▸ **SUPPLIED TEXT**
▼▼▼
Description
Polyimide (PI)
Polyimide is a non melting high temperature polymer. Strength, dimensional stability, and creep resistance remain high even at temperatures above 260°C. Low wear rates combined with the ability to work under unlubricated conditions and high pV-rates makes it the ideal material for challenging friction and wear applications, extending lifetime and reducing maintenance costs. Its high purity and low outgassing are needed for applications in the vacuum, space and semiconductor industry.
Special properties of Polyimide (PI)
- Long-term thermal stability 300 °C (short-term up to 400 °C)
- Good cryogenic properties down to -270 °C
- High strength, modulus and stiffness also at high temperatures over 260 °C
- Excellent wear resistance under high surface pressure and high sliding speeds
- Excellent thermal and electrical insulation
- Minimal thermal conductivity
- High purity, low outgassing in vacuum conditions in accordance
- Good machinability
- Good chemical resistance to acids, fats and solvents
- Highest flame retardant grade UL-94 V-0
- Irradiation resistance
- Aging resistance
Polyimide is ideal for electrical and thermal insulating applications. More ductile than ceramics, and lighter weight than metals. Polyimide is an excellent choice for structural parts in aerospace and other applications where metal replacement is desirable.
▲▲▲
▸ **DATA SUPPLIED**
▼▼▼
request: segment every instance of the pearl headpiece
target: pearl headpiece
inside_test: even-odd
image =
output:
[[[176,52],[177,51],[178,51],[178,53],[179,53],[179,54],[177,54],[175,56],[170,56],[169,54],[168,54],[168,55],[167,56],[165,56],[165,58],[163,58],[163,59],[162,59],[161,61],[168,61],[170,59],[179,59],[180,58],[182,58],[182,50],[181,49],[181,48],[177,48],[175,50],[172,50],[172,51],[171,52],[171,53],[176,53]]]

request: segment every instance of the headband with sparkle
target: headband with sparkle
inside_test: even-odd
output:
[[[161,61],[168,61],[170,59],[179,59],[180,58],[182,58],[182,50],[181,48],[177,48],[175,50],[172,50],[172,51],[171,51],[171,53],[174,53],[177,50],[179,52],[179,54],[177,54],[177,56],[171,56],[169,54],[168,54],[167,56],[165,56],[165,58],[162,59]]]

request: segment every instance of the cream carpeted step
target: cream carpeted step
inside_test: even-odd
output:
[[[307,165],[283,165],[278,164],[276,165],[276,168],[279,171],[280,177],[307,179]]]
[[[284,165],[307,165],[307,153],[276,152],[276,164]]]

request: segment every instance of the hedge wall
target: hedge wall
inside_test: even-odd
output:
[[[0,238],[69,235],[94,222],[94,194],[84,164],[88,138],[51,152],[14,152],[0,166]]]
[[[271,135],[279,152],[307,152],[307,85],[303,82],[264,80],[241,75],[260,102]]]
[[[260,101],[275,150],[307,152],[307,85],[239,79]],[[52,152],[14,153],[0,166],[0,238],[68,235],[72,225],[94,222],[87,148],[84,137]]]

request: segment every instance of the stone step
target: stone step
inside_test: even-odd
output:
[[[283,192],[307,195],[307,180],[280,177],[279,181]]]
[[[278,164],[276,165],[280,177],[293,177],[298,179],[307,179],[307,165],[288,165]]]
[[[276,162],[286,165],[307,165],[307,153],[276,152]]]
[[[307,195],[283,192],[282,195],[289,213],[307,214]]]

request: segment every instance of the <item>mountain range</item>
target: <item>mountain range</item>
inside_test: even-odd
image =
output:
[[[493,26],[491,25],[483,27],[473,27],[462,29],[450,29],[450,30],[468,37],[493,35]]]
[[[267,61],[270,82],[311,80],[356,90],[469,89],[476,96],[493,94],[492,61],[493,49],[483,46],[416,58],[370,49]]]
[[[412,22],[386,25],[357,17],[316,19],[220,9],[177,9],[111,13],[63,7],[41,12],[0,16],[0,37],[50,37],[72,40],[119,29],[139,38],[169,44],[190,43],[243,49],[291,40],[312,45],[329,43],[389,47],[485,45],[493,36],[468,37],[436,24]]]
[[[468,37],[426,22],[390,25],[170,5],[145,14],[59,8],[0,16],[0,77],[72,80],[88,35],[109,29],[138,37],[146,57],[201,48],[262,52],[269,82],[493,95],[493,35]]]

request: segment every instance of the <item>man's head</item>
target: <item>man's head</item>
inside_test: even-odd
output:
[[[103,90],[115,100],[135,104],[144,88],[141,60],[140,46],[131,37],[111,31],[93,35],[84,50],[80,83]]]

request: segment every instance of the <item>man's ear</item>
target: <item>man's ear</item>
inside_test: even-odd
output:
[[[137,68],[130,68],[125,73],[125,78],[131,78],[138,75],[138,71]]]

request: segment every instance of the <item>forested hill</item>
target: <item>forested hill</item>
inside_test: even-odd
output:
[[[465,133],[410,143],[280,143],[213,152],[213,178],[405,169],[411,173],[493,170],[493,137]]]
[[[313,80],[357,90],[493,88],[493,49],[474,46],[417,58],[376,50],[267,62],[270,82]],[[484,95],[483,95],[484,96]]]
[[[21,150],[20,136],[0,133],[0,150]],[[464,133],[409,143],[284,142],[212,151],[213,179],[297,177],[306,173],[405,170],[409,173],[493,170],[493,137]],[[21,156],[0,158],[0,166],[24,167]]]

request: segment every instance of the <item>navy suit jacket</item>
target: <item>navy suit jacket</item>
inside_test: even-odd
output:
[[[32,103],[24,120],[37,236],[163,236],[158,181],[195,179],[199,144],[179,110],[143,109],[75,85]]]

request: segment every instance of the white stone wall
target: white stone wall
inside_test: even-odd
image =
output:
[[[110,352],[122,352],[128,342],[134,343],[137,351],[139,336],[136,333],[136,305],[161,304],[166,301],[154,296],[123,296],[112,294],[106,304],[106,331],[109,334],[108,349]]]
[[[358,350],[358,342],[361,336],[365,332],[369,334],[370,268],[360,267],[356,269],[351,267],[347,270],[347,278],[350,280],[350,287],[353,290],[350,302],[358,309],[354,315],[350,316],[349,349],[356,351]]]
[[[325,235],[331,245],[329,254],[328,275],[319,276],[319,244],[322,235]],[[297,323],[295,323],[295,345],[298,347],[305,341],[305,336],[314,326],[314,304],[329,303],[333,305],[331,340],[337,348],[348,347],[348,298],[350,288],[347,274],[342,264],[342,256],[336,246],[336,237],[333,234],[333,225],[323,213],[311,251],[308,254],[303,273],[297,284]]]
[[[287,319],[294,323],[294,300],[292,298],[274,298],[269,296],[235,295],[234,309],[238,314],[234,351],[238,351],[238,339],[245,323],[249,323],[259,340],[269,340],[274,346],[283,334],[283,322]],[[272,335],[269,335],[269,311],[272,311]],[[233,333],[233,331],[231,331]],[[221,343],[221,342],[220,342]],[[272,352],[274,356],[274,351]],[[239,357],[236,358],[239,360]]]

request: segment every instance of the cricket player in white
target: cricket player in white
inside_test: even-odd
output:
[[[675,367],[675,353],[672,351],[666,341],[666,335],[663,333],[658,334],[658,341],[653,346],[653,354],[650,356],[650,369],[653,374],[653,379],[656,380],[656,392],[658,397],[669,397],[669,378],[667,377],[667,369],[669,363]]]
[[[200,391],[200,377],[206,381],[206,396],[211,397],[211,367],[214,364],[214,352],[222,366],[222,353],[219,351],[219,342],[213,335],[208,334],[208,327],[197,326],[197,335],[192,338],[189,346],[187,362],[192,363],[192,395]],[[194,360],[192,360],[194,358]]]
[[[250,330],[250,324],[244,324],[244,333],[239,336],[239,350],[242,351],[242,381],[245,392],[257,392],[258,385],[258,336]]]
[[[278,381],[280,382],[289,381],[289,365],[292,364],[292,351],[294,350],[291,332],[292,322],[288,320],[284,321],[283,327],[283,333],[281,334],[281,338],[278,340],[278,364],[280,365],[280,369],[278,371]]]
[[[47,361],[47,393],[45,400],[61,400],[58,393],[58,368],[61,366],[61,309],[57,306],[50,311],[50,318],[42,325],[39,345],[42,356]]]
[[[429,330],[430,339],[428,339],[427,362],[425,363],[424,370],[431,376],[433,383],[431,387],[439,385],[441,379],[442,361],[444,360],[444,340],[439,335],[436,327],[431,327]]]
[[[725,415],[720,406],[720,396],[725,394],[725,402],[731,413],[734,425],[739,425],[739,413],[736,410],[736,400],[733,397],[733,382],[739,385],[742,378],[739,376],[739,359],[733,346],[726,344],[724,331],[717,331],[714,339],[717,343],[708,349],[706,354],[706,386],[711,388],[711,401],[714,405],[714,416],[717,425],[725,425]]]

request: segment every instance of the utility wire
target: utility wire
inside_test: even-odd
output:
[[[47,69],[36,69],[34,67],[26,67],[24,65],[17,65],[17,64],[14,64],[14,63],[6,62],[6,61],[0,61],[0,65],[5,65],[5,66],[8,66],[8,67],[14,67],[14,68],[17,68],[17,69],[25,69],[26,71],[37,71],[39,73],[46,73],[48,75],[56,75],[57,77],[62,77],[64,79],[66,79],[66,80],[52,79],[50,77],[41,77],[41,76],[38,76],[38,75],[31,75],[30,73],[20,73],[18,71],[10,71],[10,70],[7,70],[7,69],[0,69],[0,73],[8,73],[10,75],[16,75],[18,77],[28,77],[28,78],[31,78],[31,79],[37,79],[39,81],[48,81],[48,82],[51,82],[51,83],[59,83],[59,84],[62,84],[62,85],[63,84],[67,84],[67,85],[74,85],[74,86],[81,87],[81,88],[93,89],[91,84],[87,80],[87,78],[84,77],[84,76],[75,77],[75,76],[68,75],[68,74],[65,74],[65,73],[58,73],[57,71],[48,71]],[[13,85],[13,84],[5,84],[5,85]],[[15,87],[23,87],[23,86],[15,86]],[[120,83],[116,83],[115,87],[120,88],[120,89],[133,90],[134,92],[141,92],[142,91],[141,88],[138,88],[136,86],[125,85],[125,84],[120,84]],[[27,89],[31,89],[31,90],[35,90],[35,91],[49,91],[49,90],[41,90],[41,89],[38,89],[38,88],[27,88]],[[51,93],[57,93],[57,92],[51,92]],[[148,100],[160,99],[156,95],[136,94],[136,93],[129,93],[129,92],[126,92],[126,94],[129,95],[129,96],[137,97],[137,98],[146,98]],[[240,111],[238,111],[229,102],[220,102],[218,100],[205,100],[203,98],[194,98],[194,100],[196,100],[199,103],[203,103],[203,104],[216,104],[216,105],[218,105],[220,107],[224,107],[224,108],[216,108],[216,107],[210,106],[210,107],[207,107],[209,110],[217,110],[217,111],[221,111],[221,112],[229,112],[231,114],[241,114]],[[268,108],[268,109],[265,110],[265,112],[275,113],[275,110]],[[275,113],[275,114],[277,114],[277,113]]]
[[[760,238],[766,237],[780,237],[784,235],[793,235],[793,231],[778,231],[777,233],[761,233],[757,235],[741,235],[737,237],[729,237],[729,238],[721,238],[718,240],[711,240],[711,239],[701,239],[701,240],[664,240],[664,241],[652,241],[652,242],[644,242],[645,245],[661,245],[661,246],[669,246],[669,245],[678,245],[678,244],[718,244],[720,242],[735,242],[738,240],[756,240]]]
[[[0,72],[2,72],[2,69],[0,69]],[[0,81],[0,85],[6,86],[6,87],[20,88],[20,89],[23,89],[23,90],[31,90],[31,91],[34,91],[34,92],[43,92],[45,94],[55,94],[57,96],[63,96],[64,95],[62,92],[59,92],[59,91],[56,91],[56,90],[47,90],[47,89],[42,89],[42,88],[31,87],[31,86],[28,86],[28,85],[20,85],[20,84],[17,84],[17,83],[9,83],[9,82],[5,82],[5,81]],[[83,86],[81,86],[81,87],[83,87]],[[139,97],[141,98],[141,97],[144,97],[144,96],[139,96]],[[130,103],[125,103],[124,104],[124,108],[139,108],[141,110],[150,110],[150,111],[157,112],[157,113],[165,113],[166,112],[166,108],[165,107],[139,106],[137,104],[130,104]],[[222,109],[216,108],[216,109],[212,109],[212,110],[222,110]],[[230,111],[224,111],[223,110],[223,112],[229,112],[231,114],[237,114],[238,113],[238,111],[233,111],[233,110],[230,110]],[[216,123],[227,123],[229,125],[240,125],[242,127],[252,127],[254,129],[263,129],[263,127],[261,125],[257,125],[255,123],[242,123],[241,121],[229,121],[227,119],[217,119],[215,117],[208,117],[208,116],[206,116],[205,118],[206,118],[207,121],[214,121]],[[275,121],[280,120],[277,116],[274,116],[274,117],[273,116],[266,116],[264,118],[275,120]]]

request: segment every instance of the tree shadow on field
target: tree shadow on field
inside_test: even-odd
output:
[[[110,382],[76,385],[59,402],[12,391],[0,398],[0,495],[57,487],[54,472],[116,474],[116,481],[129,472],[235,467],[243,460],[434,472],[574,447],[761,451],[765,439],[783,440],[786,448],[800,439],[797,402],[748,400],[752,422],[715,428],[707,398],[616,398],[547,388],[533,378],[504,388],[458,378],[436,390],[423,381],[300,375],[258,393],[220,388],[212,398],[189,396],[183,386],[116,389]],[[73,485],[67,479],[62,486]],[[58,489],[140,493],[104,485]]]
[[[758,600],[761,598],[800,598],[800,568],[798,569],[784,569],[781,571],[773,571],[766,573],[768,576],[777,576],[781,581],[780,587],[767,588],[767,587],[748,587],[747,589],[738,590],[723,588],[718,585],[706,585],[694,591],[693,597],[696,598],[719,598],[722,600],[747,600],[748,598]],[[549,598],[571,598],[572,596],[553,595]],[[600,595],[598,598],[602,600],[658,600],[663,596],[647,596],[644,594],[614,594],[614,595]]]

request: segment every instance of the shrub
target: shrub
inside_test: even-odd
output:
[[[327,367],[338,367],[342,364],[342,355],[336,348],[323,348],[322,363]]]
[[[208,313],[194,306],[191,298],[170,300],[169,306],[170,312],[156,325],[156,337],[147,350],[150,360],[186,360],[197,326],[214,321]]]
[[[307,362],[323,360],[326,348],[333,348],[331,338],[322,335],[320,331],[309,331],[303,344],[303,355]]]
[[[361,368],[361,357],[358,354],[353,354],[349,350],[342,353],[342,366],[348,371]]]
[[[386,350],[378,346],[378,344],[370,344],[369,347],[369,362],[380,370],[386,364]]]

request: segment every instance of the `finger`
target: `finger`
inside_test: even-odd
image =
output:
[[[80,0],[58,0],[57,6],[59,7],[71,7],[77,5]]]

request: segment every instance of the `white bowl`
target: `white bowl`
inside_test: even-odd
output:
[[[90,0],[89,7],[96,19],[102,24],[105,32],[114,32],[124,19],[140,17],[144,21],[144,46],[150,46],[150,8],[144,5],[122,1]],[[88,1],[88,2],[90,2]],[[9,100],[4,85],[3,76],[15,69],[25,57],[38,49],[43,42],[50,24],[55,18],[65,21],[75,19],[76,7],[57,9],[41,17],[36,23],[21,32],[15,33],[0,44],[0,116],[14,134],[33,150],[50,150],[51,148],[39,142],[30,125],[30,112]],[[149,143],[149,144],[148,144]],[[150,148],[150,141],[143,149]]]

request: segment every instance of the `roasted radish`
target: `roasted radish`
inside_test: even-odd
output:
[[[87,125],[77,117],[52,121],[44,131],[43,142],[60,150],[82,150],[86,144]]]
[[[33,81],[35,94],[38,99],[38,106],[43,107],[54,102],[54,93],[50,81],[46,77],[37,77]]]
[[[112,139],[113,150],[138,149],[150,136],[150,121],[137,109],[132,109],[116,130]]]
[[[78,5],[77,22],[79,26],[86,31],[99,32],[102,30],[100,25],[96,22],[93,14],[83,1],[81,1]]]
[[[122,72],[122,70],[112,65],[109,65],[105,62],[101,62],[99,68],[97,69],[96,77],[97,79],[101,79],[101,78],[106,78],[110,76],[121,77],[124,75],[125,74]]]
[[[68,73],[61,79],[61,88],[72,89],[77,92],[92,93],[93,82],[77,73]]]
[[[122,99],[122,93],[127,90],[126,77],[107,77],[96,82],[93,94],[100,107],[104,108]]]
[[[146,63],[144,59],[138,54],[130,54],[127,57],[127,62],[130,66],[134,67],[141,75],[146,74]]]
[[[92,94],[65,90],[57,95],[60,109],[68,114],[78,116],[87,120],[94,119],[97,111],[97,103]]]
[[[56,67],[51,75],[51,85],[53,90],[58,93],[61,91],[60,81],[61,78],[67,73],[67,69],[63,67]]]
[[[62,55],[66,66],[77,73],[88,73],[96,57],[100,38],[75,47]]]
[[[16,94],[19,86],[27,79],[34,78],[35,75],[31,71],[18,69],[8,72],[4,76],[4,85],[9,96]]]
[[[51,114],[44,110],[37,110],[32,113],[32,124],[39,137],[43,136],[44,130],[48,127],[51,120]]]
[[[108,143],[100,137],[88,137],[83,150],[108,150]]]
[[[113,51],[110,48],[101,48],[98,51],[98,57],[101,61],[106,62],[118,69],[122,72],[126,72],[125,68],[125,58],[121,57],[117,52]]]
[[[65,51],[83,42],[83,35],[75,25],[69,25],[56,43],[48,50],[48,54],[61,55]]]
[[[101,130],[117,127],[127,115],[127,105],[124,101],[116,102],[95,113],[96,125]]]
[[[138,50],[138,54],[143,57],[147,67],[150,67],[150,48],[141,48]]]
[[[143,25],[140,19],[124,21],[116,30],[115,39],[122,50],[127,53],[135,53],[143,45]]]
▲▲▲
▸ **TASK A**
Copy the passage of the polyimide description from "Description" to "of Polyimide (PI)".
▸ **TASK B**
Present the rows from their first line to the line with "[[[307,195],[283,192],[282,195],[289,213],[307,214]]]" as a Markdown table with the columns Line No. and Row Text, leaving out blank lines.
The polyimide description and the rows are unrelated material.

▸ **TASK SOLUTION A**
Description
Polyimide (PI)
Polyimide is a non melting high temperature polymer. Strength, dimensional stability, and creep resistance remain high even at temperatures above 260°C. Low wear rates combined with the ability to work under unlubricated conditions and high pV-rates makes it the ideal material for challenging friction and wear applications, extending lifetime and reducing maintenance costs. Its high purity and low outgassing are needed for applications in the vacuum, space and semiconductor industry.
Special properties of Polyimide (PI)

▸ **TASK SOLUTION B**
| Line No. | Row Text |
|---|---|
| 1 | request: segment every instance of the pearl headpiece |
| 2 | target: pearl headpiece |
| 3 | inside_test: even-odd |
| 4 | image = |
| 5 | output: |
| 6 | [[[176,52],[177,51],[178,51],[178,53],[179,53],[179,54],[177,54],[175,56],[170,56],[169,54],[168,54],[168,55],[167,56],[165,56],[165,58],[163,58],[163,59],[162,59],[161,61],[168,61],[170,59],[179,59],[180,58],[182,58],[182,50],[181,49],[181,48],[177,48],[175,50],[172,50],[172,51],[171,52],[171,53],[176,53]]] |
| 7 | request: segment every instance of the headband with sparkle |
| 8 | target: headband with sparkle |
| 9 | inside_test: even-odd |
| 10 | output: |
| 11 | [[[161,61],[168,61],[170,59],[179,59],[180,58],[182,58],[182,50],[181,48],[177,48],[175,50],[172,50],[172,51],[171,51],[171,53],[174,53],[177,50],[179,52],[179,54],[177,54],[177,56],[171,56],[169,54],[168,54],[167,56],[165,56],[165,58],[162,59]]] |
| 12 | request: segment every instance of the cream carpeted step |
| 13 | target: cream carpeted step |
| 14 | inside_test: even-odd |
| 15 | output: |
| 16 | [[[307,165],[283,165],[278,164],[276,165],[276,168],[279,171],[280,177],[307,179]]] |
| 17 | [[[284,165],[307,165],[307,153],[276,152],[276,164]]] |
| 18 | request: segment every instance of the hedge wall |
| 19 | target: hedge wall |
| 20 | inside_test: even-odd |
| 21 | output: |
| 22 | [[[0,238],[69,235],[94,222],[94,194],[84,164],[88,138],[51,152],[14,152],[0,166]]] |
| 23 | [[[271,135],[279,152],[307,152],[307,85],[303,82],[264,80],[241,75],[260,102]]] |
| 24 | [[[260,101],[275,150],[307,152],[307,85],[239,79]],[[52,152],[14,153],[0,166],[0,238],[68,235],[72,225],[94,222],[87,148],[84,137]]] |
| 25 | request: segment every instance of the stone step |
| 26 | target: stone step |
| 27 | inside_test: even-odd |
| 28 | output: |
| 29 | [[[283,192],[307,195],[307,180],[280,177],[279,181]]] |
| 30 | [[[278,164],[276,165],[280,177],[293,177],[298,179],[307,179],[307,165],[288,165]]] |
| 31 | [[[276,162],[286,165],[307,165],[307,153],[276,152]]] |
| 32 | [[[307,195],[283,192],[282,195],[289,213],[307,214]]] |